SOURCE DOCUMENT:
Multiple Myeloma is a type of cancer of the blood cells called plasma cells. These cells reproduce in the bone marrow and crowd out healthy cells. They also produce proteins which can cause kidney dysfunction. Multiple Myeloma is more common in males and in blacks.
Signs and symptoms of multiple myeloma can vary and, early in the disease, there may be none.
When signs and symptoms do occur, they can include:
- Bone pain, especially in your spine or chest
- Loss of appetite
- Mental fogginess or confusion
- Frequent infections
- Weight loss
- Weakness or numbness in your legs
- Excessive thirst
Multiple Myeloma usually starts out as a benign condition called monoclonal gammopathy. About 3% of the population over age 50 has monoclonal gammopathy at any time and about 1% of those go on to develop Multiple Myeloma.

SOURCE MATERIAL:
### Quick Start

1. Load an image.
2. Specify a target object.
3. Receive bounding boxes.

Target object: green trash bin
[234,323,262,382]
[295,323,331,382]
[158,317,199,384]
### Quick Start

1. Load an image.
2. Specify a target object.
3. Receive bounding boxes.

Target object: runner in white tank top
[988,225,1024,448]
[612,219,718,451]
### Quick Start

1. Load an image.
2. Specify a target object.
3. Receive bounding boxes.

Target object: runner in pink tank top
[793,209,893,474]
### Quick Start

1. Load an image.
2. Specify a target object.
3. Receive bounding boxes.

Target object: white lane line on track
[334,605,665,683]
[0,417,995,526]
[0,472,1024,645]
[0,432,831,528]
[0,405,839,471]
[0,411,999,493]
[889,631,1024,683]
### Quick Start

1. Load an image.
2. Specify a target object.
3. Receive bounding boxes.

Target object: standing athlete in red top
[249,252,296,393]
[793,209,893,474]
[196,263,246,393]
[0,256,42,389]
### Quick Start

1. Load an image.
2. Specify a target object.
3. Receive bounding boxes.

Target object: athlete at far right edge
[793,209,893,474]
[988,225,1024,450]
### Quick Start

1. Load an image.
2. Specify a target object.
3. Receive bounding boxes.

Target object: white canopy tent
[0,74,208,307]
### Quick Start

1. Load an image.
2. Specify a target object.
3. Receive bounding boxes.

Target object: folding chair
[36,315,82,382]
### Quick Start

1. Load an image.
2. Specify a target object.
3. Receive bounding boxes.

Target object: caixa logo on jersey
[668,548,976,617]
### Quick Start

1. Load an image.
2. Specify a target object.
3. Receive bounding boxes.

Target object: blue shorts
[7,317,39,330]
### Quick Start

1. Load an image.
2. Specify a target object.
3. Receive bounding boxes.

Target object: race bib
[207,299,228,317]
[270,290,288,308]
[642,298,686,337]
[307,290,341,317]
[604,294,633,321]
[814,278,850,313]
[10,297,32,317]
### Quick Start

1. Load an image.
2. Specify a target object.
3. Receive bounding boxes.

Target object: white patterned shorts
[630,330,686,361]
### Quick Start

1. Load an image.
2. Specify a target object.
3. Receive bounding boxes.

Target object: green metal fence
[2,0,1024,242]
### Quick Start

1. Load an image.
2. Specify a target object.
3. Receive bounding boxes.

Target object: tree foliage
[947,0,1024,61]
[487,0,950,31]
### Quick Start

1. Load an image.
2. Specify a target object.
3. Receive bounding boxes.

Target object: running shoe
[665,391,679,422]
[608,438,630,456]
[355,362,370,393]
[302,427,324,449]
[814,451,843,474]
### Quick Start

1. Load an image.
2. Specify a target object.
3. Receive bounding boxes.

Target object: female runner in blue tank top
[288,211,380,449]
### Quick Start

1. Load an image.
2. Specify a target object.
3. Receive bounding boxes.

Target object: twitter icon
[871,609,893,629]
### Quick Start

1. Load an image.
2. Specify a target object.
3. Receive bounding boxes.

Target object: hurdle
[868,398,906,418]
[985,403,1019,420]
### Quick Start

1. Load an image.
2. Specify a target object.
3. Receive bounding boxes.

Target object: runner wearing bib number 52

TASKS TO PERFORM:
1 – Do these statements agree with the multiple myeloma text? (a) Multiple myeloma is more common in females. (b) Early in the disease there may be no signs or symptoms. (c) About 3% of people over age 50 go on to develop multiple myeloma. Answer yes or no for each, and quote the words from the text that decide it.
2 – List every sign or symptom of multiple myeloma that the multiple myeloma text names.
3 – Continue the multiple myeloma text from its final sentence.

ANSWERS TO EACH TASK:
1 –
(a) No: "Multiple Myeloma is more common in males and in blacks."
(b) Yes: "early in the disease, there may be none."
(c) No: "About 3% of the population over age 50 has monoclonal gammopathy at any time and about 1% of those go on to develop Multiple Myeloma."

2 –
- Bone pain, especially in your spine or chest
- Loss of appetite
- Mental fogginess or confusion
- Frequent infections
- Weight loss
- Weakness or numbness in your legs
- Excessive thirst

3 –
The pain of Multiple Myeloma is usually in the back and ribs. It is often the presenting symptoms leading to work up and diagnosis. Multiple Myeloma is usually diagnosed by urinalysis, blood work and X-rays. Treatment of Multiple Myeloma includes radiation and chemotherapy. The treatment of the pain of Multiple Myeloma begins with non-steroidal anti-inflammatories but eventually includes narcotics. Occasionally, delivering narcotics into the spinal canal can provide excellent pain relief with much less side effects than the oral route.